Records provided:
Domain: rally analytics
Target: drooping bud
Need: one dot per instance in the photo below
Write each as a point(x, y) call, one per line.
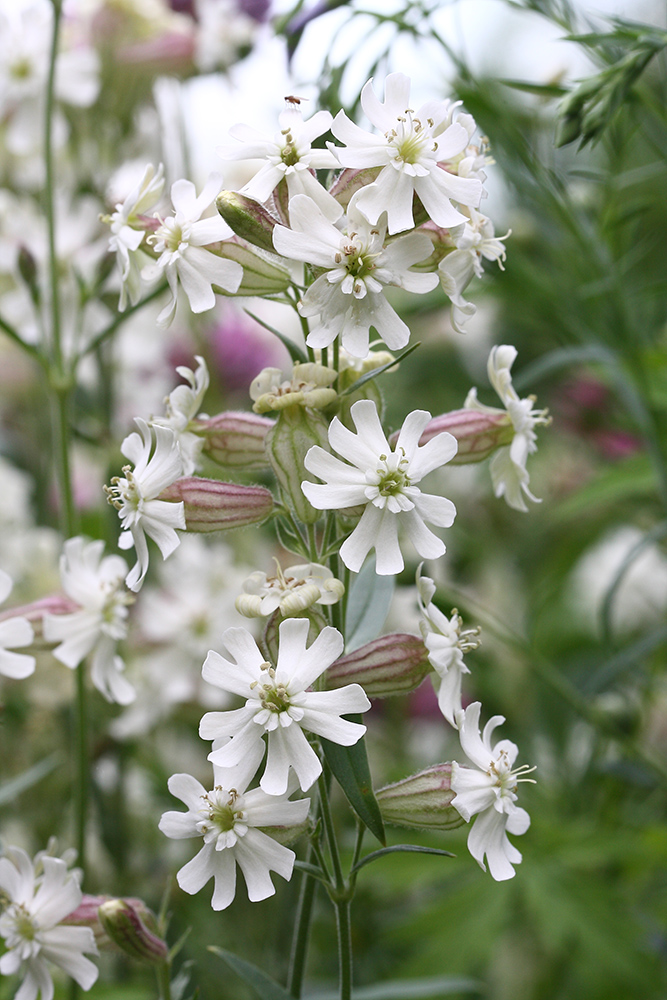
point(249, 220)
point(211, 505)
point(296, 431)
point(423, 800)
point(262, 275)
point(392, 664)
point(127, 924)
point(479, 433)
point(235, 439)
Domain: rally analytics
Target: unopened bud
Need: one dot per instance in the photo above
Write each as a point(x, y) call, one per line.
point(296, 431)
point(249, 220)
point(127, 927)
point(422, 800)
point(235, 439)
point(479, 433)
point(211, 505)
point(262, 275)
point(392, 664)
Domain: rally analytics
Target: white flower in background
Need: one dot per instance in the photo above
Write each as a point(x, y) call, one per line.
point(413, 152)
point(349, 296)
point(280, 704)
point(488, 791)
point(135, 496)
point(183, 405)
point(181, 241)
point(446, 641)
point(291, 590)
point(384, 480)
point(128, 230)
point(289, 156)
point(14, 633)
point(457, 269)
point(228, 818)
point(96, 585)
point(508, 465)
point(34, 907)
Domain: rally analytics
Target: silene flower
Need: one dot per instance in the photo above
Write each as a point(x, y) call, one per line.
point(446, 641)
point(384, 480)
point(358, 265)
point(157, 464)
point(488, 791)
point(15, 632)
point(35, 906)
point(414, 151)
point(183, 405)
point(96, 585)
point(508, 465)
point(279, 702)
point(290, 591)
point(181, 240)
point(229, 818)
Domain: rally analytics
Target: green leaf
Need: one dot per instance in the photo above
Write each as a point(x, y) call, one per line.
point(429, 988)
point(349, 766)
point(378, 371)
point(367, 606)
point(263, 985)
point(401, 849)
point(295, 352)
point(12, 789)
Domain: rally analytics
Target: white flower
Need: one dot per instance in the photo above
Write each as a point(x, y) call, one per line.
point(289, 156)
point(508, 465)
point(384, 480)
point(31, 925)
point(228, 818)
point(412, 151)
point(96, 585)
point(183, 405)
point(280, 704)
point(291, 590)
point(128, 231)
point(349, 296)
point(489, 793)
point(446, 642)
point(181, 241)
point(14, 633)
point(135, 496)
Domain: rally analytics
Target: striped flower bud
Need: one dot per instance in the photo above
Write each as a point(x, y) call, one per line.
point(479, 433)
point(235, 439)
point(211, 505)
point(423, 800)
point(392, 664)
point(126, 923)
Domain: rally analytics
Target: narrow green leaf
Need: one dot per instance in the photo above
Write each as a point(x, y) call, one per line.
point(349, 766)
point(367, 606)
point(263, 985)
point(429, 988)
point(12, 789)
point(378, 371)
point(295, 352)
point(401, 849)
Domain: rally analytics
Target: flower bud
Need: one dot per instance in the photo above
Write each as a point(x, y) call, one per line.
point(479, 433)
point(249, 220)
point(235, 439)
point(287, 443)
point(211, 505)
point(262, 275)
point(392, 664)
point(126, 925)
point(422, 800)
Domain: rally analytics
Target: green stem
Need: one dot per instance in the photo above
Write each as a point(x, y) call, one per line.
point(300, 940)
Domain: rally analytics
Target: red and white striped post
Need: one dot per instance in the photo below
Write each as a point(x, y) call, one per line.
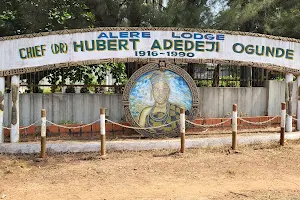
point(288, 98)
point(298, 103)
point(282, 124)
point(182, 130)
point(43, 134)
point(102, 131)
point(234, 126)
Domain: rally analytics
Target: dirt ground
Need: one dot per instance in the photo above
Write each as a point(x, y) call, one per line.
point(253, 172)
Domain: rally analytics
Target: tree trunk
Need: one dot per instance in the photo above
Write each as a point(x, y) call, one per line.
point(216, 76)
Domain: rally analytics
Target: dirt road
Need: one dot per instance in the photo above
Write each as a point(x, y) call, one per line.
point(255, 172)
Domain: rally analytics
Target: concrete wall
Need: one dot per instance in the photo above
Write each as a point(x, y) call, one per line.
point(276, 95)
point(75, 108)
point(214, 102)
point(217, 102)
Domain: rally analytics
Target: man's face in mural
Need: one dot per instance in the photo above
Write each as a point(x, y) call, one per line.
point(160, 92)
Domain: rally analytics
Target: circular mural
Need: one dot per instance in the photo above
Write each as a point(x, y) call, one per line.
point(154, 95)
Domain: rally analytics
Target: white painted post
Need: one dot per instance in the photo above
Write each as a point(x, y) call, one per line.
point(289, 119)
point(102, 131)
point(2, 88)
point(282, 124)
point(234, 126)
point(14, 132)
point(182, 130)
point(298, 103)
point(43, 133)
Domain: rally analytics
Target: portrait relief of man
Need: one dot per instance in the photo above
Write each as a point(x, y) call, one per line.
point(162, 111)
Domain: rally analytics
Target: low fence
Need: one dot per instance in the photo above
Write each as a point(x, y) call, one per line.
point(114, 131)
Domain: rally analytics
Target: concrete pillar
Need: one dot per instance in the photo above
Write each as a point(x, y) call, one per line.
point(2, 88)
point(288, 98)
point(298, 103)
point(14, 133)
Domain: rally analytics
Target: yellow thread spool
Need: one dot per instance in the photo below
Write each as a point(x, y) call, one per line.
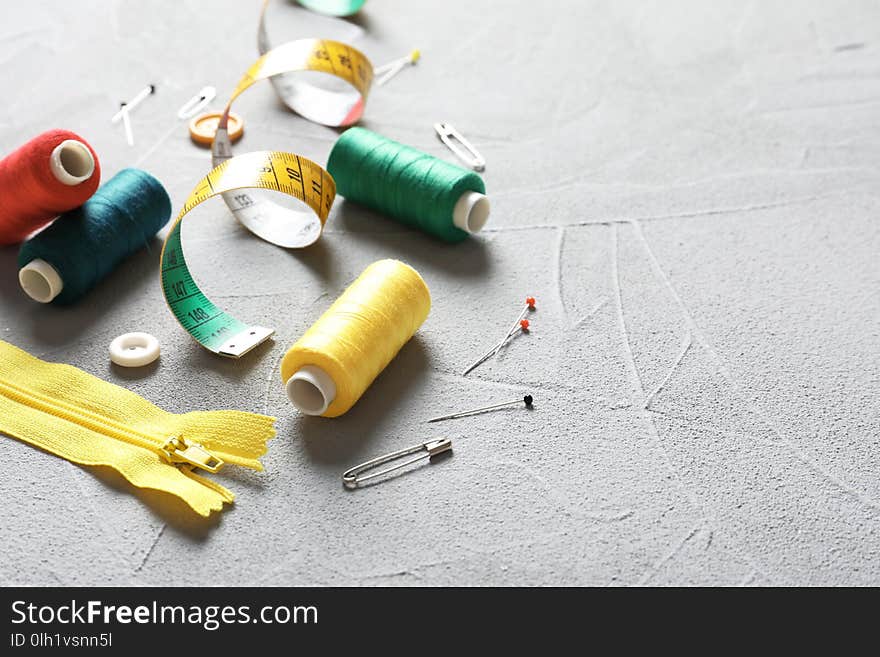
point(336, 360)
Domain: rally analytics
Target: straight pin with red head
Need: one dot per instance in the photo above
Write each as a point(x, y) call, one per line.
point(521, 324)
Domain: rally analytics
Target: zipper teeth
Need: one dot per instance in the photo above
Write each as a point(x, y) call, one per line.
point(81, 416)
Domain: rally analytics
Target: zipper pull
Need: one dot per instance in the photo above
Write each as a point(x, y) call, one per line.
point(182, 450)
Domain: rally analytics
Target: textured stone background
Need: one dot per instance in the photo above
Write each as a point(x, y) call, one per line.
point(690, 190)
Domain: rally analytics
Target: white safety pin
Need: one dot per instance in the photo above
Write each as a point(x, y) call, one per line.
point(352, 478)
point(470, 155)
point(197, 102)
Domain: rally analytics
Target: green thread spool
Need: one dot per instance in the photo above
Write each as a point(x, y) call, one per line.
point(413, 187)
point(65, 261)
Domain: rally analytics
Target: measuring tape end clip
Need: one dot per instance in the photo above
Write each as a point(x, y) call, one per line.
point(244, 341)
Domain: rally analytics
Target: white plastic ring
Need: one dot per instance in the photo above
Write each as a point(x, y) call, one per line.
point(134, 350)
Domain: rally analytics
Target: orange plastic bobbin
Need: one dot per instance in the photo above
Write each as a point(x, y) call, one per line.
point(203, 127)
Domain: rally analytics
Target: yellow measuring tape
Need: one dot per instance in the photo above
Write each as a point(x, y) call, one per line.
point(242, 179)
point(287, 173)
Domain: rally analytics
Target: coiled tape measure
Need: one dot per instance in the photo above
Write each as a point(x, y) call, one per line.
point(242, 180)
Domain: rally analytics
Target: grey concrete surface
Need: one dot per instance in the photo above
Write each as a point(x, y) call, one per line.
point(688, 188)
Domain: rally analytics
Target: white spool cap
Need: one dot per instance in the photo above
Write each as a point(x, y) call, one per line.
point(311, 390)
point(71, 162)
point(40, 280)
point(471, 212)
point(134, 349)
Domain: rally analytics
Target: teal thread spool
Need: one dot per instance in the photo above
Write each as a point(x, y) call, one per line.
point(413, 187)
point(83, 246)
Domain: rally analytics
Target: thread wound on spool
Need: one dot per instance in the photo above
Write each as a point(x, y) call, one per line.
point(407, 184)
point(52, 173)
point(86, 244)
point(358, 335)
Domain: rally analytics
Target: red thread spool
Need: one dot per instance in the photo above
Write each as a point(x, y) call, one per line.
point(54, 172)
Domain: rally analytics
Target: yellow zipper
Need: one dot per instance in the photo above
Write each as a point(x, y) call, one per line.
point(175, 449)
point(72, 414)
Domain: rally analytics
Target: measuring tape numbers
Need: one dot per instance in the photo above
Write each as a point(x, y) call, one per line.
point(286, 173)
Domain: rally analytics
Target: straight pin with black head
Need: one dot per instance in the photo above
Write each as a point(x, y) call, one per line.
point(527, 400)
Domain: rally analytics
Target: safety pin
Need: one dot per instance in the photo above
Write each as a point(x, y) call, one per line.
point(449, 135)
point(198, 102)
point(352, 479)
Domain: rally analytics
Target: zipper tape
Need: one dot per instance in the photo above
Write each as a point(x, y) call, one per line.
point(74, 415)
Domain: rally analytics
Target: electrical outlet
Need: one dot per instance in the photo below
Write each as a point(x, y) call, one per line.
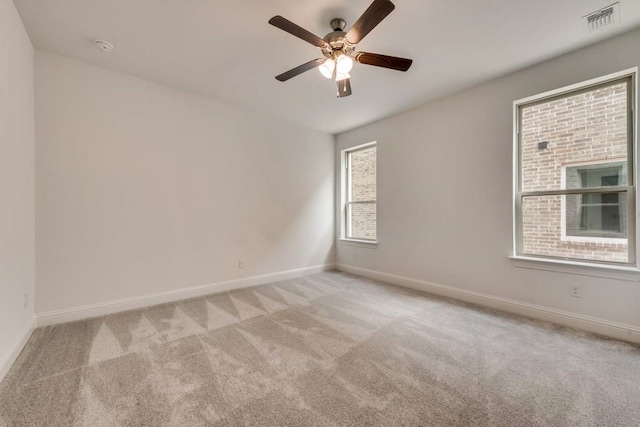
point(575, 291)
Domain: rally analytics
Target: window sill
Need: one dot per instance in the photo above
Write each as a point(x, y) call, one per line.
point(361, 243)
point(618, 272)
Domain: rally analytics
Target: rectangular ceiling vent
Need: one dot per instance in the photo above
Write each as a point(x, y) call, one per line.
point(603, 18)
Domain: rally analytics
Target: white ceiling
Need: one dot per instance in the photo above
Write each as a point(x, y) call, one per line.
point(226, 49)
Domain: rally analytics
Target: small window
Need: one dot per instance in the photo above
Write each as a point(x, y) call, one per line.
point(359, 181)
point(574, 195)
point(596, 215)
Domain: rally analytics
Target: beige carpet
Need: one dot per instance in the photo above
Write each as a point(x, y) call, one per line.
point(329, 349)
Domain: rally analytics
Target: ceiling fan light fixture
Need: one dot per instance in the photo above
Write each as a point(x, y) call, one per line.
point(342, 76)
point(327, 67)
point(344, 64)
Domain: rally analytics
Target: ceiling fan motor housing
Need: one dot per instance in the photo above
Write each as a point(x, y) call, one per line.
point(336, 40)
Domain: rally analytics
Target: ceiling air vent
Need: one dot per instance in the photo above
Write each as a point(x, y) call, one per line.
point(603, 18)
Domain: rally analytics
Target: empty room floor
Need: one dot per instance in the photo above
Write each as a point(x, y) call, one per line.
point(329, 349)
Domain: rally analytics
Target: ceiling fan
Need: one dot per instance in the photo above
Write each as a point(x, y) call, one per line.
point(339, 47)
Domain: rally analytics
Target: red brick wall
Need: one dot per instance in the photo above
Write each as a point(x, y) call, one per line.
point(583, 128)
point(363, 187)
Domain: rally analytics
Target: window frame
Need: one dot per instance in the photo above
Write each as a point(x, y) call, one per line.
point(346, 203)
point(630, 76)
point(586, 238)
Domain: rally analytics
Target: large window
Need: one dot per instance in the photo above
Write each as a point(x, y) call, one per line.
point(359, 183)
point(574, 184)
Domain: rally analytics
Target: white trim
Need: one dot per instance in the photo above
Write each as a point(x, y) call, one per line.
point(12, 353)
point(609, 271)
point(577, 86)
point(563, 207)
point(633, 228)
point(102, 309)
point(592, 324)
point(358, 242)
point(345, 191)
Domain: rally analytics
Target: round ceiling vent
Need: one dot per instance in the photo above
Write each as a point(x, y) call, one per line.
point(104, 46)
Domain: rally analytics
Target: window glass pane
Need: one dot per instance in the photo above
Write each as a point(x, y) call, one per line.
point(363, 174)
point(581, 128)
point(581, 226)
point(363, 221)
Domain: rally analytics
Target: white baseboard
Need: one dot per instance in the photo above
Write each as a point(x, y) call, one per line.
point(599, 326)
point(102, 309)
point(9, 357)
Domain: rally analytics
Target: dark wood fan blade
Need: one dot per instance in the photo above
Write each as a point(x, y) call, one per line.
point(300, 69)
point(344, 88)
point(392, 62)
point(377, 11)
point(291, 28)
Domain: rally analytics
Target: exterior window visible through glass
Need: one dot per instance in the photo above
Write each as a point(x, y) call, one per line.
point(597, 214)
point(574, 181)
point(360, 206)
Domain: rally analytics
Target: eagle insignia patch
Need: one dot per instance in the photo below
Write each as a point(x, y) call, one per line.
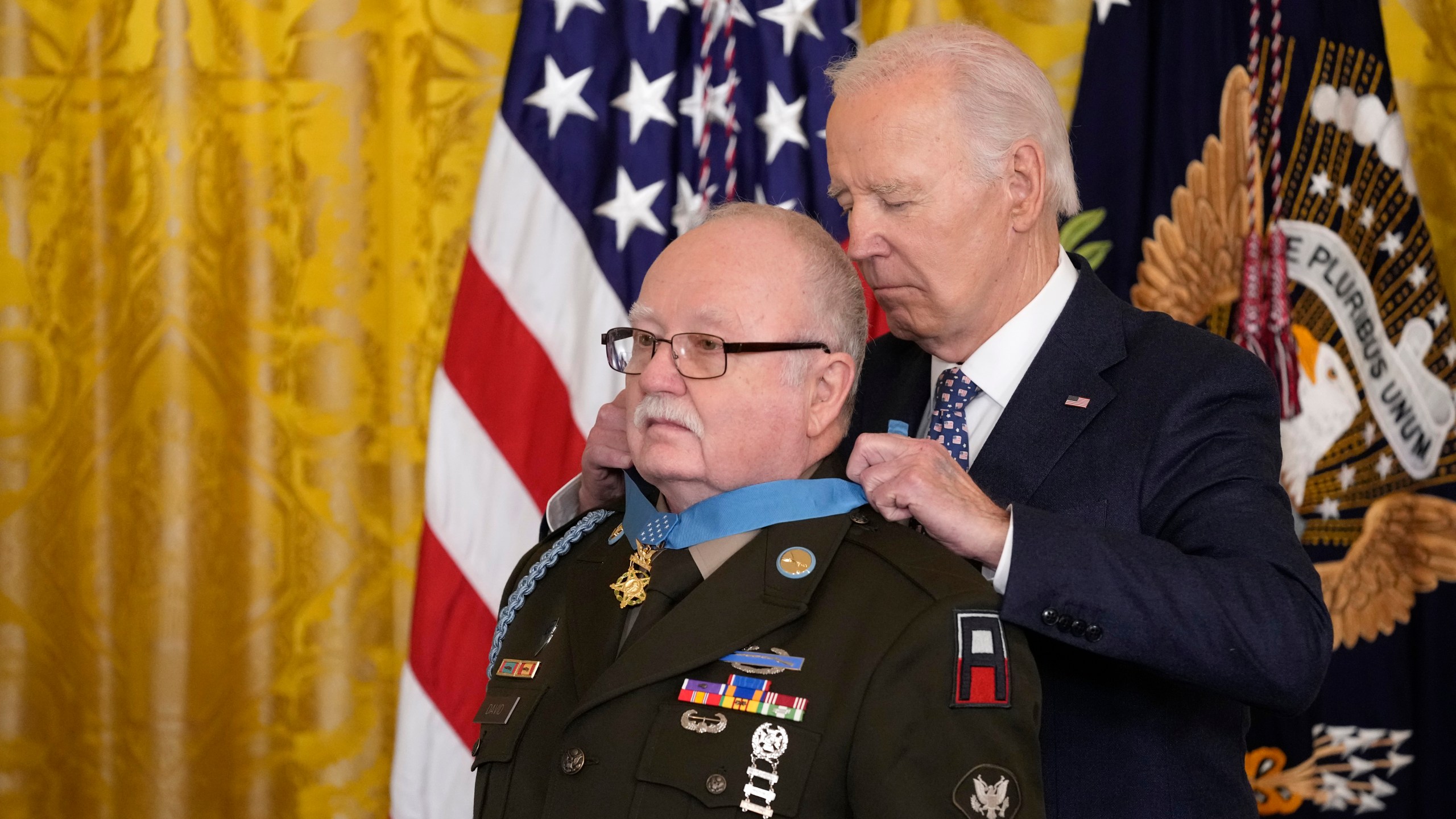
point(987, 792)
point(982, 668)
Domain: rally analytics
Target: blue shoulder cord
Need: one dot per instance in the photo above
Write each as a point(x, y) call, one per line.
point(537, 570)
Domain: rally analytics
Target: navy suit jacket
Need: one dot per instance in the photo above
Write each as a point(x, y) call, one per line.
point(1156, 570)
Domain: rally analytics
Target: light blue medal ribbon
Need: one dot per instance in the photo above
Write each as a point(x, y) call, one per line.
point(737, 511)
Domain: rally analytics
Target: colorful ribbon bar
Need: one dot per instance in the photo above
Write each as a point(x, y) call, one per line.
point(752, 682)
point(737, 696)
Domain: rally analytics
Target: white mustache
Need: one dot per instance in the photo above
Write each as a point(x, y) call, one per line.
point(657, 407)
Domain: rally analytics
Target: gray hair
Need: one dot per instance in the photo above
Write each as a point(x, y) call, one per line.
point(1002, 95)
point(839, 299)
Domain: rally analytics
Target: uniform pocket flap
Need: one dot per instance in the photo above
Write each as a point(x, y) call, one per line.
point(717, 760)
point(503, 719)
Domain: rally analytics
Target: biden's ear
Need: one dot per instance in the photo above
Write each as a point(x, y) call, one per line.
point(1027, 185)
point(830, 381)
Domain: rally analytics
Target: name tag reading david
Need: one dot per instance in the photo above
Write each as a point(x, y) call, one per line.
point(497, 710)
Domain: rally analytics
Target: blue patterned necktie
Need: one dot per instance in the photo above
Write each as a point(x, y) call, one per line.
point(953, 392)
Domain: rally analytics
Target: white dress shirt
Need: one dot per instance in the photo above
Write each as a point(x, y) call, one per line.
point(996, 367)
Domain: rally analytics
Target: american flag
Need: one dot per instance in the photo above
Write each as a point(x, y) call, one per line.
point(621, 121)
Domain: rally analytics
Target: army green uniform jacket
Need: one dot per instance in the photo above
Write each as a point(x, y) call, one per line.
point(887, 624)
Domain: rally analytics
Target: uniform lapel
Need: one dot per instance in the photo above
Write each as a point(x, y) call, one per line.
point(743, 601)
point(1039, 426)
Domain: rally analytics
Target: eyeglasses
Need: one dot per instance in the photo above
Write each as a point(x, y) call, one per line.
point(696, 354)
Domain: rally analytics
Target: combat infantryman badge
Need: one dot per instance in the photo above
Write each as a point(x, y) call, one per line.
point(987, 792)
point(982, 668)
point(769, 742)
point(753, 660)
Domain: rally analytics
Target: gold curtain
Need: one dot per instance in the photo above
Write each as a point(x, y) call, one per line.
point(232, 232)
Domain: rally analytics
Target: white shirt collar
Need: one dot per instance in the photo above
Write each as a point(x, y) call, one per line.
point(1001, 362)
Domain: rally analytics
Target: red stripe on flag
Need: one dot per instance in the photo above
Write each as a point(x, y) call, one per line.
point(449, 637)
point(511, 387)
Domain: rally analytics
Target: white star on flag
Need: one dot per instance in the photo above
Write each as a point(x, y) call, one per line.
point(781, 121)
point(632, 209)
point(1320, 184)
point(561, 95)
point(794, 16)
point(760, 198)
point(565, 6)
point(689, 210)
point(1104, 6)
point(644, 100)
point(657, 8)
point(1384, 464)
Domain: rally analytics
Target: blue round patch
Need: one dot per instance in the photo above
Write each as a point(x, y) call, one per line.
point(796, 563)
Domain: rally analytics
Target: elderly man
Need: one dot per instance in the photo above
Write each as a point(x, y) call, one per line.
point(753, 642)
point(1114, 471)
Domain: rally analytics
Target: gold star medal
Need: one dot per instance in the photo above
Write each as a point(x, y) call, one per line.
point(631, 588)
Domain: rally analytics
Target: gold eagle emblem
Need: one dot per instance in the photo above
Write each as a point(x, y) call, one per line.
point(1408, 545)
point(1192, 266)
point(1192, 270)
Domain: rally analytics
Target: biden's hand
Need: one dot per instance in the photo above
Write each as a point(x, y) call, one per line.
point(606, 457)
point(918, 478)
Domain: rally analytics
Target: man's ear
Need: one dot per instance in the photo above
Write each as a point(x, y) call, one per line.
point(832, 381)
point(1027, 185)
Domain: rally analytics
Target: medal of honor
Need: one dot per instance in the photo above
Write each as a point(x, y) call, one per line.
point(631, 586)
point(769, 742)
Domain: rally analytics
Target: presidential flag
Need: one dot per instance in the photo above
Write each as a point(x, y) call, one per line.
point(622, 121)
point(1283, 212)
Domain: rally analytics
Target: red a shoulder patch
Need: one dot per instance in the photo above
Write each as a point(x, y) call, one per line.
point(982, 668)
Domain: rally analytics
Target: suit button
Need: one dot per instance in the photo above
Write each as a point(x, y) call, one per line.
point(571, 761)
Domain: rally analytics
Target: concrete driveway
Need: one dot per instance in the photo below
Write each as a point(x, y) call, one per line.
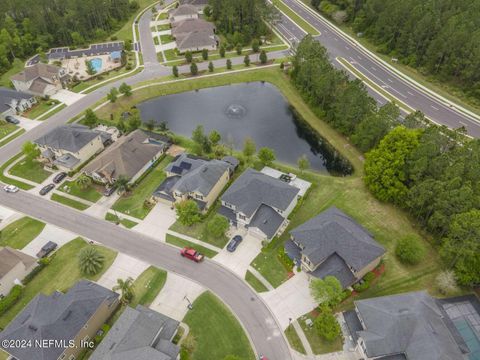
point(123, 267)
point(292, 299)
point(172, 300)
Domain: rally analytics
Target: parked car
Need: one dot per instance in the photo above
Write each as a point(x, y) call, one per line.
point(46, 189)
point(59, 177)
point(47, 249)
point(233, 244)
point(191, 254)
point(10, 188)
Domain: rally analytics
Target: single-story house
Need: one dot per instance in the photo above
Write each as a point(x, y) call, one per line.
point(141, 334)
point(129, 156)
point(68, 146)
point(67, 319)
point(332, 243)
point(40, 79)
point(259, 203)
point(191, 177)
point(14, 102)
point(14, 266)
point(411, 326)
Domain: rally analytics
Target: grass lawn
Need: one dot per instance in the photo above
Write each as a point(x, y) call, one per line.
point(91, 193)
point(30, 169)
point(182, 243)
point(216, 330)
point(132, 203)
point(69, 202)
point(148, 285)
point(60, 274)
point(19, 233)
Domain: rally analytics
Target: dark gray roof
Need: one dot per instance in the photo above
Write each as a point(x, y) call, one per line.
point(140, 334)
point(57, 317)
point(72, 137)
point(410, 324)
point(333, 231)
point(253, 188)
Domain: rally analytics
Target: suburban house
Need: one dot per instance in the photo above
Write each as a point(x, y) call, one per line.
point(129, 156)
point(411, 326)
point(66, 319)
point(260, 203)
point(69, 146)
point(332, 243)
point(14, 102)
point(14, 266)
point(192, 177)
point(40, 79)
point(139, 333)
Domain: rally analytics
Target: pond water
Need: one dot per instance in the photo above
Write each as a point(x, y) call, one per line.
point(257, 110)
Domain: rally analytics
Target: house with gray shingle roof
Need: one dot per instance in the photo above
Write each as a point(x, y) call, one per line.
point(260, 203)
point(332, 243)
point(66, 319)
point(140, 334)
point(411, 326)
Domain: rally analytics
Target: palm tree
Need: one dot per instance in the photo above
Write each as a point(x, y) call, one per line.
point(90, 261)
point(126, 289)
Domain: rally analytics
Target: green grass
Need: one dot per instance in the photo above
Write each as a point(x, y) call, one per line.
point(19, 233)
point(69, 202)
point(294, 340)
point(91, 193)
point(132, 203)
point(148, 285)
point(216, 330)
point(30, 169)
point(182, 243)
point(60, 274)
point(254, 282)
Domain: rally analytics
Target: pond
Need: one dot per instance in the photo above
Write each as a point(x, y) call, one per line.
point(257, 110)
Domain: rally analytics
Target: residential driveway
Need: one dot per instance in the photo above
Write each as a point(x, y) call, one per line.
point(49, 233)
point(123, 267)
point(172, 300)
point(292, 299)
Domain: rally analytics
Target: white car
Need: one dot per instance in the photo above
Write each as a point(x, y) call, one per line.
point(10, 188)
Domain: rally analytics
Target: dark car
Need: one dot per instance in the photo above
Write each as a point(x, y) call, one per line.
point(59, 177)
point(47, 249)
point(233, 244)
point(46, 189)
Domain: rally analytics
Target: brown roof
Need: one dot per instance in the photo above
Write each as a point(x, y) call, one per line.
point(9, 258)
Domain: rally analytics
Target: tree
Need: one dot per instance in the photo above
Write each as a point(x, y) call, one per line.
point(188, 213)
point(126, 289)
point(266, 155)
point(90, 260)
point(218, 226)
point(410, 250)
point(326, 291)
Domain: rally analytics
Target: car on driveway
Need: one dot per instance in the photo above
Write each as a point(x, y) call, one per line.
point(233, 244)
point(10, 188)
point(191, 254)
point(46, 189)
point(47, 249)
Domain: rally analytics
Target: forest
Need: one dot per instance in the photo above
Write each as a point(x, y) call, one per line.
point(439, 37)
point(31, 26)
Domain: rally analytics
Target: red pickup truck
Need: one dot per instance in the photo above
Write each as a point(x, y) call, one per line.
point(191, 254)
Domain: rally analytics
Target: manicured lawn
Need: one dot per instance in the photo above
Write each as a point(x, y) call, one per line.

The task:
Locate every line of the records that contains the word "suit" and copy each such line in full. The match is case-sensitive.

Answer below:
Target: navy suit jacket
Target: suit button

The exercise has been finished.